ACTION ITEM: An exact reproduction is needed of every line from the beginning of the data down to and including the line that contains "<point>435,586</point>", minus the pictures.
== Segment start ==
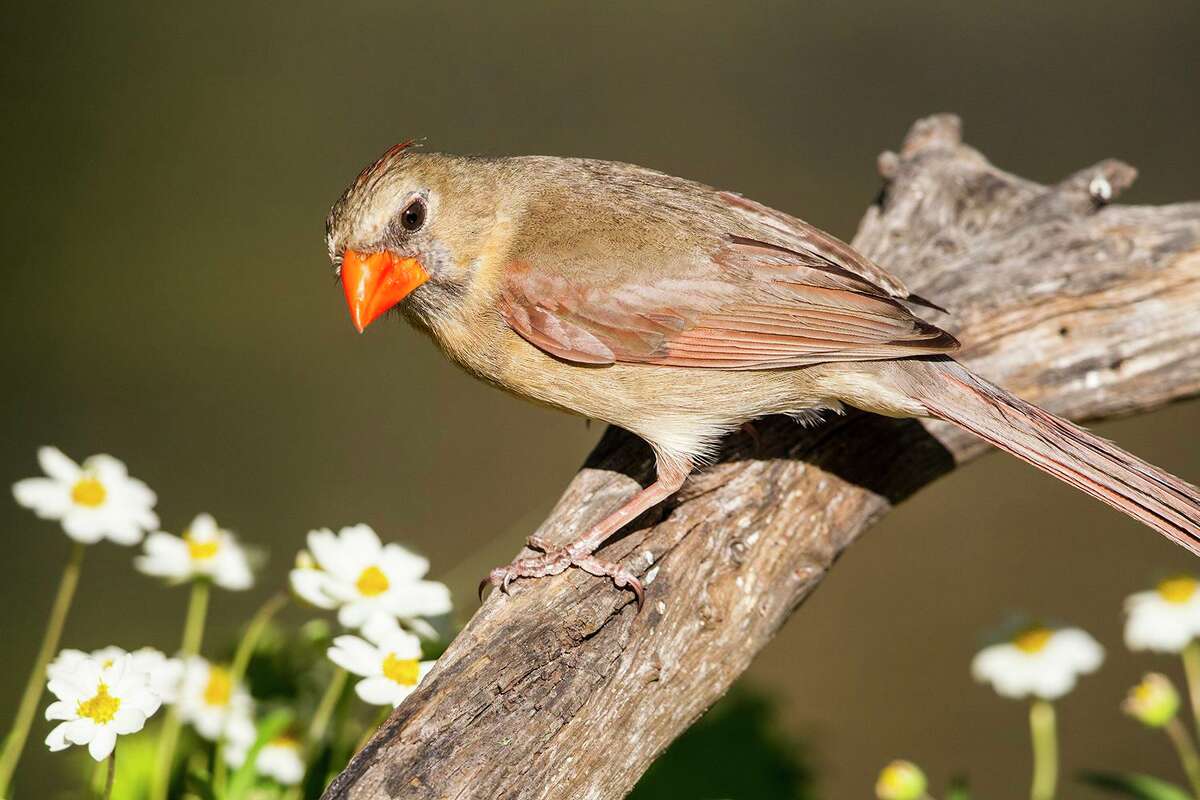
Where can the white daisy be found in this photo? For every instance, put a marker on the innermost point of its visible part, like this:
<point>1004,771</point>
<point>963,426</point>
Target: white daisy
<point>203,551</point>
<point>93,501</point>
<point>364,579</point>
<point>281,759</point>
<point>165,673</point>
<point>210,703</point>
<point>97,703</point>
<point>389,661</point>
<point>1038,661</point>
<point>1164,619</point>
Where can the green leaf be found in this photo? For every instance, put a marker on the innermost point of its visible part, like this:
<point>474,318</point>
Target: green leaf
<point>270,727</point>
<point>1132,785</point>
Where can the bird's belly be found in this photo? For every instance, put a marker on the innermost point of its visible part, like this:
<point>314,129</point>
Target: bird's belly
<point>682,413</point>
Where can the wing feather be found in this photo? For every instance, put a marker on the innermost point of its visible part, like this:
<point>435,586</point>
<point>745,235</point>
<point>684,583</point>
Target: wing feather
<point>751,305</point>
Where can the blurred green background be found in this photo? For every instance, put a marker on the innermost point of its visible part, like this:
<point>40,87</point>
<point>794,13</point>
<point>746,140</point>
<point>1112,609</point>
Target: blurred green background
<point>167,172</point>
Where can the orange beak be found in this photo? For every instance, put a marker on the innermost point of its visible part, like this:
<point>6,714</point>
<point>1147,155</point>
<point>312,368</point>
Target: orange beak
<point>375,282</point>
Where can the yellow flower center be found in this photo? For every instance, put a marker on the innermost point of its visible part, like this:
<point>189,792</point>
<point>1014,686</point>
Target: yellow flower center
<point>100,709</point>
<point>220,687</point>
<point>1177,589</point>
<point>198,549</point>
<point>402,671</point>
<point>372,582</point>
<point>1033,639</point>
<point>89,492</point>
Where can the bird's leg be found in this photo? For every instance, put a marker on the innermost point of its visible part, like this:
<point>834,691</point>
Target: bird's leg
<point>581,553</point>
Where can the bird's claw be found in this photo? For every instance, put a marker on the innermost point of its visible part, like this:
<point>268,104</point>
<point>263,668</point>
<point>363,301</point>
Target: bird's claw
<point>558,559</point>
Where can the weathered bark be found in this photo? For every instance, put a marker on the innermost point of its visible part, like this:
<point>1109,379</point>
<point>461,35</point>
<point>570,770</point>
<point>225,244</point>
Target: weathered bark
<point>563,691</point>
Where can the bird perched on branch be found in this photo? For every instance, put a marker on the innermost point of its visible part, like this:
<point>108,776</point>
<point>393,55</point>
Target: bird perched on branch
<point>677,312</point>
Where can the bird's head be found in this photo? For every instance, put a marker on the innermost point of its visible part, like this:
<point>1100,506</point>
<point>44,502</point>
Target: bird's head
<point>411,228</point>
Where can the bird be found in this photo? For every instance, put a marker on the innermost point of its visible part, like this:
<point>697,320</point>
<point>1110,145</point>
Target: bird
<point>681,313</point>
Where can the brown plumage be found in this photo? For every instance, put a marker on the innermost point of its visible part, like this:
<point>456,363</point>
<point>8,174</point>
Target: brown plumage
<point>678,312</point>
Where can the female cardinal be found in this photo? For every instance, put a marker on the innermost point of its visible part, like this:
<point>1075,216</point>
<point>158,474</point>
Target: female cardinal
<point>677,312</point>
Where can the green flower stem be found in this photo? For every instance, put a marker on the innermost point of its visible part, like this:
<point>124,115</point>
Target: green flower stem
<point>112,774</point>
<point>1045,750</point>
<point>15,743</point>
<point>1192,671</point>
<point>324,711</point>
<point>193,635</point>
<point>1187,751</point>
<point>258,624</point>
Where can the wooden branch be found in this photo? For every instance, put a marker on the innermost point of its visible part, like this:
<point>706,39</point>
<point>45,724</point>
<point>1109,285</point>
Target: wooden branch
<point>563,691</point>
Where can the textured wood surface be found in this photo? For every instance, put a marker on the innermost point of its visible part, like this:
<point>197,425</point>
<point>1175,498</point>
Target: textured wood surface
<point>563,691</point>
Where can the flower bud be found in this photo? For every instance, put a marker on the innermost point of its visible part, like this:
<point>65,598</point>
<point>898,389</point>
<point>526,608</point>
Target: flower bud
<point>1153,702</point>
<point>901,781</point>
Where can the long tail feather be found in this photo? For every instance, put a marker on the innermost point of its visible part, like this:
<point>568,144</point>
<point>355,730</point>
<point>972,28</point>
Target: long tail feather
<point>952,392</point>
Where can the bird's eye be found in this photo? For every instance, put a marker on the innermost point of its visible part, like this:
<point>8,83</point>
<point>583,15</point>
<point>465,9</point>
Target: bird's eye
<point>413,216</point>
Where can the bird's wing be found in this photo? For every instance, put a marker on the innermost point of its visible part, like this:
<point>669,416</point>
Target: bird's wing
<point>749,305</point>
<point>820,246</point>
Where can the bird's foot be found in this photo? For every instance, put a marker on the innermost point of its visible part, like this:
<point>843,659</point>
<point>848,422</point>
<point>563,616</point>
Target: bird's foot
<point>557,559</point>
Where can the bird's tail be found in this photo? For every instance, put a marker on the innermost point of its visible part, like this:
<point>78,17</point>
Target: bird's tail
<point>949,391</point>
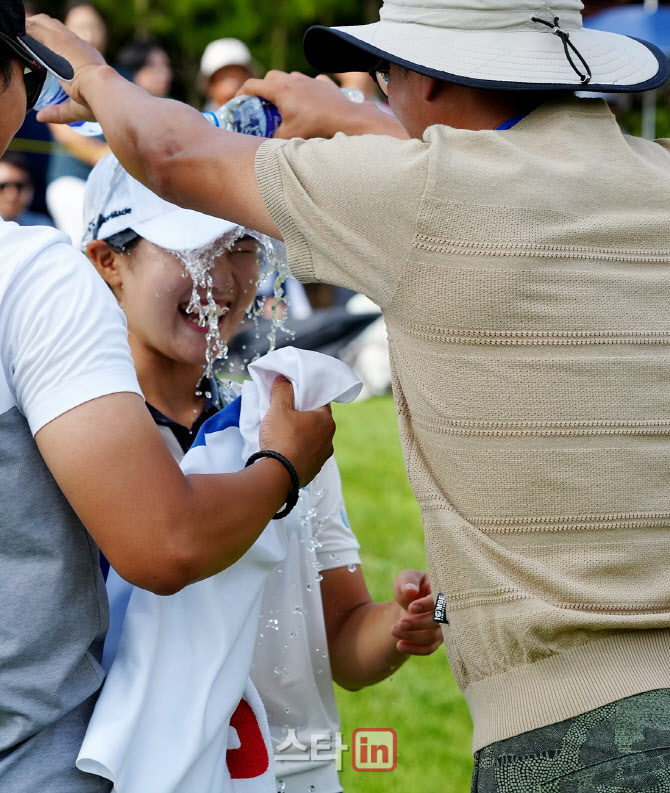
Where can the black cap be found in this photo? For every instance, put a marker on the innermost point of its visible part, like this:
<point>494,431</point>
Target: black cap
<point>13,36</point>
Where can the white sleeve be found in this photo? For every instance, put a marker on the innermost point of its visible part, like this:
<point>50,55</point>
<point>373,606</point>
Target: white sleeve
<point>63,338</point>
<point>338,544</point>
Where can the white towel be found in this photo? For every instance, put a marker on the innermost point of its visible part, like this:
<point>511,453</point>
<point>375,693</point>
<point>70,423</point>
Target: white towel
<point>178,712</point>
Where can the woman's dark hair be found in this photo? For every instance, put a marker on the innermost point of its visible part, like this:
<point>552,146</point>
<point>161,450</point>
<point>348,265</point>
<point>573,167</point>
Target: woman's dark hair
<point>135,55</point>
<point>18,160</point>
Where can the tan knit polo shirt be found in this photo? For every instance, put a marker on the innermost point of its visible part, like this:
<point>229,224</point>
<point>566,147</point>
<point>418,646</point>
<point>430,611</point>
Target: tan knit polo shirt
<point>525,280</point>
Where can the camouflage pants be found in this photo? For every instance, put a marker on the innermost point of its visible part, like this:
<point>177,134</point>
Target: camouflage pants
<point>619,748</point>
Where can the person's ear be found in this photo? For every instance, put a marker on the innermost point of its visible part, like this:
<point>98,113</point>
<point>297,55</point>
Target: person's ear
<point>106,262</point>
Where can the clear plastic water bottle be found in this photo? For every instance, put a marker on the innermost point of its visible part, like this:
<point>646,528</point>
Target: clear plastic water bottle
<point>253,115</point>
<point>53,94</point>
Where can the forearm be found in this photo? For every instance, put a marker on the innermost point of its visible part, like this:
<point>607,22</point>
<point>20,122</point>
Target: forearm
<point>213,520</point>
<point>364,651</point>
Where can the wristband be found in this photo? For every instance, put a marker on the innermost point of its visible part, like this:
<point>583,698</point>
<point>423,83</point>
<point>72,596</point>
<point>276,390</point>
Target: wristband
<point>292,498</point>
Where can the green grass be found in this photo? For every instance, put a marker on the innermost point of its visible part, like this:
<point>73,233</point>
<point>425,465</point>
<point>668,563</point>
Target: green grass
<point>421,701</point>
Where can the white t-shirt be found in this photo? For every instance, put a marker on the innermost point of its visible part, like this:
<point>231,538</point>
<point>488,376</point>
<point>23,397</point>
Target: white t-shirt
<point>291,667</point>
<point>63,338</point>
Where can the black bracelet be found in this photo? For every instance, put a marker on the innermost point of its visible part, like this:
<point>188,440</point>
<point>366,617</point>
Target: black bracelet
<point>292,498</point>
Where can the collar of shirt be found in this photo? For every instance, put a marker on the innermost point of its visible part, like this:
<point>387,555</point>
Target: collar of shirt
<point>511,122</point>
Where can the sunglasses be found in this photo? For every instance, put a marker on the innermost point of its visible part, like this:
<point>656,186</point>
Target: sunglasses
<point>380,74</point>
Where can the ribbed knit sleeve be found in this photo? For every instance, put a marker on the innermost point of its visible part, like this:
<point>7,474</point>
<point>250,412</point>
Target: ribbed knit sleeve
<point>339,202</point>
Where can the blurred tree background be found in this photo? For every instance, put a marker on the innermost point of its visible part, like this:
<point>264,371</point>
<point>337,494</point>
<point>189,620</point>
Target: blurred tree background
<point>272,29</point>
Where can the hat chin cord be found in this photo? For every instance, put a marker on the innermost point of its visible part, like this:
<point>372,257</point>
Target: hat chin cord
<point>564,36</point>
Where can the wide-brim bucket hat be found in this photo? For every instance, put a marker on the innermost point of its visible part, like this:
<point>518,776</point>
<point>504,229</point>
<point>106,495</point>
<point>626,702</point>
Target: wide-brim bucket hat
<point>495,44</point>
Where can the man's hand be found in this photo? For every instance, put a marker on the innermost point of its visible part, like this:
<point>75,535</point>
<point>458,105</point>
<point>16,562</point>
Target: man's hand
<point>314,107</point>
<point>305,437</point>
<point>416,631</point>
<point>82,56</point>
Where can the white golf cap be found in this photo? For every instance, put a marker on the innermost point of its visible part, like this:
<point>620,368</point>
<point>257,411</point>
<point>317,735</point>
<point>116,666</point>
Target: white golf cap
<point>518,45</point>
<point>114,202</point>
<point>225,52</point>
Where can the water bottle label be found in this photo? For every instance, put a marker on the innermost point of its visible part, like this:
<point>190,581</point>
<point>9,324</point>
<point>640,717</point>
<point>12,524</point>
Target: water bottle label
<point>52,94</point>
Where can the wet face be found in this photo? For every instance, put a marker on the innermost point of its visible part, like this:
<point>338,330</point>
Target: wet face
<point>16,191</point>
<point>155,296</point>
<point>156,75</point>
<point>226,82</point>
== Segment end ==
EXERCISE RESPONSE:
Where can the white daisy be found in this photo? For every instance, put a marker on the innermost point of its visible part, like this:
<point>1004,771</point>
<point>963,426</point>
Target: white daisy
<point>203,551</point>
<point>93,501</point>
<point>364,579</point>
<point>281,759</point>
<point>165,673</point>
<point>210,703</point>
<point>97,703</point>
<point>389,661</point>
<point>1038,661</point>
<point>1164,619</point>
Where can the green leaf be found in this photo? For every instance, put a marker on the innermost point of its visible part, like this:
<point>474,318</point>
Target: green leaf
<point>270,727</point>
<point>1132,785</point>
Where can the bird's belly be found in this photo? For every instance, put a marker on the innermost point of its visible part, like this:
<point>314,129</point>
Target: bird's belly
<point>682,413</point>
Where can the wing feather be found in this photo? For every instance, put a marker on the innermost point of its visible part, like this:
<point>435,586</point>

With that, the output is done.